(Coordinate labeling data)
───
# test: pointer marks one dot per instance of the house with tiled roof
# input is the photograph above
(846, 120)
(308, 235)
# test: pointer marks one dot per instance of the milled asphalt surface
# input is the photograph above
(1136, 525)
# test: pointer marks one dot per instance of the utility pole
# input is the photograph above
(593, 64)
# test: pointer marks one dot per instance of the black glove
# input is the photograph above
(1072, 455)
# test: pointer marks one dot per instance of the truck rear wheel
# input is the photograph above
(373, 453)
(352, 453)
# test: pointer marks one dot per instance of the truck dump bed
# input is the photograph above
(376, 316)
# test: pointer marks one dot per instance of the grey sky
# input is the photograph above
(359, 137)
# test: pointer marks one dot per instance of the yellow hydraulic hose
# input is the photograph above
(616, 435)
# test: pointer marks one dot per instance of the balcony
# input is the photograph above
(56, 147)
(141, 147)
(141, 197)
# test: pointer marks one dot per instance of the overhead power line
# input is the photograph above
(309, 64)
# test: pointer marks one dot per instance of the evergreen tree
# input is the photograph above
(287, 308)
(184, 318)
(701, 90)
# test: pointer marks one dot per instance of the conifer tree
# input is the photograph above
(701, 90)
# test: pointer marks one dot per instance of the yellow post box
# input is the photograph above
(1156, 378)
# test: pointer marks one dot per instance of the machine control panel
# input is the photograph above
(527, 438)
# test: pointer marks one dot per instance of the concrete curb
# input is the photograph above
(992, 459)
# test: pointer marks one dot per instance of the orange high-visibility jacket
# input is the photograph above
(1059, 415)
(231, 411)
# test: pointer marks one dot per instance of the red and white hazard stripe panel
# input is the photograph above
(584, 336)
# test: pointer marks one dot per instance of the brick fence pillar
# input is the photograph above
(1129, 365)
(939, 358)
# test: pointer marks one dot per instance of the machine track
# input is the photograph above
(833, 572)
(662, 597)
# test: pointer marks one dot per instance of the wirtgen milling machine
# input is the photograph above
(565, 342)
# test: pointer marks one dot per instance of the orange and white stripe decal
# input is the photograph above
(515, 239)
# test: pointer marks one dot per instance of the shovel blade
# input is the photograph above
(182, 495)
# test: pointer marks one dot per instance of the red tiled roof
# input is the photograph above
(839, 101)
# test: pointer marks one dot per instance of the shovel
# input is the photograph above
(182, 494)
───
-- EXERCISE REQUIREMENTS --
Output as a JSON list of strings every line of the entries above, from the line containing "red tiled roof" down to the final line inclusive, with one string per line and blank lines omitted.

-- RESPONSE BELOW --
[
  "# test: pointer marks one dot per instance of the red tiled roof",
  "# input is the photograph above",
  "(839, 101)",
  "# test: pointer marks one dot per instance of the shovel",
  "# input is the photograph above",
  "(182, 494)"
]